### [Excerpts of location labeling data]
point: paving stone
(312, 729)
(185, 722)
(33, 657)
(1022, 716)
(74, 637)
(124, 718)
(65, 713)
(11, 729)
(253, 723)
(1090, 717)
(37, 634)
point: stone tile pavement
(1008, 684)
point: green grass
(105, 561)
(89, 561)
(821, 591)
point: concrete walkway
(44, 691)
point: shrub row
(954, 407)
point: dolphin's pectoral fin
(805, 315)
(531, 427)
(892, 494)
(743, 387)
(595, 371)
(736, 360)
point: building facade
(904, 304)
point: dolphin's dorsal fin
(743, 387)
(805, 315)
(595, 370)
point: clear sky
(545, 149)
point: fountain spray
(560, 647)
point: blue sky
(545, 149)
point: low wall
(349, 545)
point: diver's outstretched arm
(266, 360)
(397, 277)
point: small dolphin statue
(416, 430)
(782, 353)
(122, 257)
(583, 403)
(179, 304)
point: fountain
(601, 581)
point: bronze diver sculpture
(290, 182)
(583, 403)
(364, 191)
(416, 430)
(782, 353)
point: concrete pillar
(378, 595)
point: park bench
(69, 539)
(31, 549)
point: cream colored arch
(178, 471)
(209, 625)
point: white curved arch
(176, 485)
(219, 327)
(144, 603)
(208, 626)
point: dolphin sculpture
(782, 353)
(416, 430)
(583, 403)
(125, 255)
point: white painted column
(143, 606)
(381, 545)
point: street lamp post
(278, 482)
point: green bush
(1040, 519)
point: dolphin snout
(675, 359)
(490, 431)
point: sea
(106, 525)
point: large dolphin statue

### [What you will do]
Render each line of the material above as one string in a JSON list, skipping any blank lines.

### [Task result]
[
  "point: paving stone",
  "(312, 729)",
  "(185, 722)",
  "(33, 657)",
  "(1022, 716)",
  "(74, 637)",
  "(124, 718)",
  "(65, 713)",
  "(11, 729)",
  "(253, 723)",
  "(1090, 717)",
  "(37, 634)",
  "point: stone tile pavement",
  "(1008, 684)",
  "point: green grass",
  "(105, 561)",
  "(89, 561)",
  "(821, 591)",
  "point: concrete walkway",
  "(44, 691)",
  "point: shrub row",
  "(954, 407)",
  "point: dolphin's pectoral fin",
  "(805, 315)",
  "(531, 427)",
  "(892, 494)",
  "(743, 387)",
  "(595, 371)",
  "(736, 360)",
  "point: building facade",
  "(904, 304)",
  "point: dolphin's dorsal fin",
  "(743, 387)",
  "(805, 315)",
  "(595, 370)",
  "point: clear sky",
  "(545, 149)",
  "point: fountain spray",
  "(560, 647)",
  "point: blue sky",
  "(545, 149)",
  "point: low wall",
  "(349, 545)",
  "point: diver's outstretched arm",
  "(266, 360)",
  "(397, 277)",
  "point: small dolphin statue",
  "(416, 430)",
  "(782, 353)",
  "(122, 257)",
  "(583, 403)",
  "(179, 304)",
  "point: fountain",
  "(601, 581)",
  "point: bronze diver sculpture",
  "(290, 182)",
  "(583, 403)",
  "(364, 191)",
  "(416, 430)",
  "(782, 353)",
  "point: concrete pillar",
  "(378, 595)",
  "point: park bench",
  "(69, 539)",
  "(31, 549)",
  "point: cream colored arch",
  "(178, 471)",
  "(209, 625)",
  "point: white curved arch",
  "(176, 485)",
  "(219, 327)",
  "(144, 603)",
  "(208, 626)",
  "point: dolphin sculpture",
  "(782, 353)",
  "(416, 430)",
  "(583, 403)",
  "(125, 255)",
  "point: white painted column",
  "(143, 606)",
  "(381, 545)",
  "point: street lamp post",
  "(278, 482)",
  "point: green bush",
  "(1040, 519)",
  "point: dolphin snout",
  "(675, 359)",
  "(490, 431)",
  "point: sea",
  "(106, 525)",
  "point: large dolphin statue"
]